TASKS FOR THIS EXERCISE ▸
1. In the passage on marine geoengineering, about how much money is needed to develop the nozzle into a field-testable system of 400-500 nozzles?
2. List the partners that make up the Marine Cloud Brightening Research Program, as given in the passage on marine geoengineering.
3. Copy the marine geoengineering passage starting with "The consequences of" and going on through "of the ocean.".

-- PASSAGE TO READ start --

Meanwhile, the Marine Cloud Brightening Research Program, a collaboration between the University of Washington, the Pacific Northwest National Laboratory, and a team of retired engineers in Silicon Valley, has emerged as the sole significant US effort in marine geoengineering. With limited funding, the team has designed a bespoke nozzle that can generate three trillion particles of tiny salt particles per second from filtered sea water. The next step, developing this into a system of 400-500 nozzles that can be tested in the field, will need roughly $4-5 million, which the research team is currently raising.
The consequences of deploying any of these technologies at scale is unknown. Already, the ocean has soaked up one third of the roughly 40 billion tonnes of CO2 that we emit annually, as well as 93% of the extra heat from climate change. While this has tempered climate change on land, it has caused the ocean to warm rapidly and become more acidic. Conservationists worry that marine geoengineering could harm marine life, or the health of the ocean.
“Geoengineering is not only complex and unknown, but it has huge potential impact,” says Torsten Thiele, founder of the Global Ocean Trust, a non-profit that focuses on marine conservation, technology and governance. “I’m very sceptical on letting people try things out until we’ve sorted out the other steps and processes. Let’s first figure out the framework, let’s figure out the ethics standards, let’s figure out what happens in the lab. We could create a long list of things that would allow natural scientists to improve knowledge without actually trying these things out in nature.”
Governance gap
With field trials inching forward, attention is turning to how geoengineering research – and deployment, if it ever happens – should be governed. Right now, different laws could be applied to geoengineering on land and in the ocean, but none are comprehensive. The IMO amendment on ocean iron fertilisation, for instance, just applies to a single method and then only if the iron is “dumped” at sea, rather than piped or injected, for instance. “What we have right now is a patchwork of rules” says Kerryn Brent, who researches international environmental law at the University of Adelaide, Australia.
One possibility for governing marine geoengineering is through a new law to protect marine life on the high seas, those waters that are beyond national governance. The law, which is currently being negotiated by the UN, will likely require any activity that takes place on the open ocean to first undertake an environmental impact assessment, a formal process to gauge potential damage to marine life.

-- PASSAGE TO READ end --
-- EXCERPTED DATA start --

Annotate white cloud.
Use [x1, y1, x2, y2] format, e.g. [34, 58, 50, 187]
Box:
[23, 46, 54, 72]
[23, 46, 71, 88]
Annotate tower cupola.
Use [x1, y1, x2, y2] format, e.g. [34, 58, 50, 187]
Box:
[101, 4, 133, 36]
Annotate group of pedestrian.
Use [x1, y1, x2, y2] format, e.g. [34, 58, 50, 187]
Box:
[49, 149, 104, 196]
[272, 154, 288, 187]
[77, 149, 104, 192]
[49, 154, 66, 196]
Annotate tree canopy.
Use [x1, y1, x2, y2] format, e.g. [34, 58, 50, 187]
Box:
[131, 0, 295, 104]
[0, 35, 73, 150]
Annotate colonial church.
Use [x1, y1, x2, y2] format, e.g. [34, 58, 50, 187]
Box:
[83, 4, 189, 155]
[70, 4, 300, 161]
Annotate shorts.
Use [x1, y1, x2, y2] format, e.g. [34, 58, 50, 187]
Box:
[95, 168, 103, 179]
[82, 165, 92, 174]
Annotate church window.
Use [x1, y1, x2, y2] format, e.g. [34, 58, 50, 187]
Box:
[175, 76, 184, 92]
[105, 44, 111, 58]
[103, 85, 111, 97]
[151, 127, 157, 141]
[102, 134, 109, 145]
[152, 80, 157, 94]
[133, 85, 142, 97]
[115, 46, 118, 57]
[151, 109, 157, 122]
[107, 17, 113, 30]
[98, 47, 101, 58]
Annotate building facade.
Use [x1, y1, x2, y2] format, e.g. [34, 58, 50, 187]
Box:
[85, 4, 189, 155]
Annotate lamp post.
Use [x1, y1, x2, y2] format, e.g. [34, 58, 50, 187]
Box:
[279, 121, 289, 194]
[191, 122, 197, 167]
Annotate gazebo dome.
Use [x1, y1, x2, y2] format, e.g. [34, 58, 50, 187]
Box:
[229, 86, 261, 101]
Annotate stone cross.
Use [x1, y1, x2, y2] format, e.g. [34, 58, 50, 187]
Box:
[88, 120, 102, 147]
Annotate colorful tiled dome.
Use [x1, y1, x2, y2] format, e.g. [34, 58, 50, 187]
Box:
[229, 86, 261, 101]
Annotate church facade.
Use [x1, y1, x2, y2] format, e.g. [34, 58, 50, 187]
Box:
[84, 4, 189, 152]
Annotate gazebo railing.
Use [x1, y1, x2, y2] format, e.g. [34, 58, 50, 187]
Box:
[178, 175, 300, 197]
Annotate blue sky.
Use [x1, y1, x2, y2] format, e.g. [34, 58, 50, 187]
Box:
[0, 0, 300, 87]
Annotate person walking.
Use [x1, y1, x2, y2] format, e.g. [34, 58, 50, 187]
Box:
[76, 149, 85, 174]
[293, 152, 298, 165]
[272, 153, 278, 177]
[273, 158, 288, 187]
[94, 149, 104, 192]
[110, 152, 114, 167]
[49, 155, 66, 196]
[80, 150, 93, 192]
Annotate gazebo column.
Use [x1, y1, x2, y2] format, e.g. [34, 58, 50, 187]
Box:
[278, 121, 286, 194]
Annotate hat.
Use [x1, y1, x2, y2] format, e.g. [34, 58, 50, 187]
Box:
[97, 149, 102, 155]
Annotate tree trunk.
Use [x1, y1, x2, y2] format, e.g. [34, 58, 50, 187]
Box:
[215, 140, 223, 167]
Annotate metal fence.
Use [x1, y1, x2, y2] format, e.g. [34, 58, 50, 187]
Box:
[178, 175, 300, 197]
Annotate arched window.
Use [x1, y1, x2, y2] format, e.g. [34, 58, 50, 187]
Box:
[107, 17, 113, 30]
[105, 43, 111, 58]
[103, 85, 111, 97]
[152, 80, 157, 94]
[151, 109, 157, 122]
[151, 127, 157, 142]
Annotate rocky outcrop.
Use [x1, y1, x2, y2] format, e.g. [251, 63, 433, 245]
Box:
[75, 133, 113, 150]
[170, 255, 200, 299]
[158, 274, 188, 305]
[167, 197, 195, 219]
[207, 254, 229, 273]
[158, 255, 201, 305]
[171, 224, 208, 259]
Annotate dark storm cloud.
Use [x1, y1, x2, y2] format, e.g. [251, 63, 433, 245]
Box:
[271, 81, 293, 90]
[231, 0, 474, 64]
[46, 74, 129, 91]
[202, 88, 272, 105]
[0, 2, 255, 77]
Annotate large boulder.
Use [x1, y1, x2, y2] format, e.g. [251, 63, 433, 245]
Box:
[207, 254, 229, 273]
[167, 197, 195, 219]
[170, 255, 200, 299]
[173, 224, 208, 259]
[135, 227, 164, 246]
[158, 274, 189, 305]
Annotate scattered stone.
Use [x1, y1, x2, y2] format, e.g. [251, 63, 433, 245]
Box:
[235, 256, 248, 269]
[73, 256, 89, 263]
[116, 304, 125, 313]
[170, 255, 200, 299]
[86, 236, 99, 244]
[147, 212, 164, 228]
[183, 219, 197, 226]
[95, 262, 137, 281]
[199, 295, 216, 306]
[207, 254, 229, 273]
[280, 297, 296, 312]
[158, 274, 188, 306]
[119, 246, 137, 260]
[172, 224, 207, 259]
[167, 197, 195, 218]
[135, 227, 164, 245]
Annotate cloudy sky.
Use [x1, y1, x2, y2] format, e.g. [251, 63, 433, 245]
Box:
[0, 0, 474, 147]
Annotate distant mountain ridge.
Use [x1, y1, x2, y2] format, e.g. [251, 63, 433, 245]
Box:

-- EXCERPTED DATA end --

TASK-BY-TASK ANSWERS ▸
1. Roughly $4-5 million.

2.
- The University of Washington
- The Pacific Northwest National Laboratory
- A team of retired engineers in Silicon Valley

3.
The consequences of deploying any of these technologies at scale is unknown. Already, the ocean has soaked up one third of the roughly 40 billion tonnes of CO2 that we emit annually, as well as 93% of the extra heat from climate change. While this has tempered climate change on land, it has caused the ocean to warm rapidly and become more acidic. Conservationists worry that marine geoengineering could harm marine life, or the health of the ocean.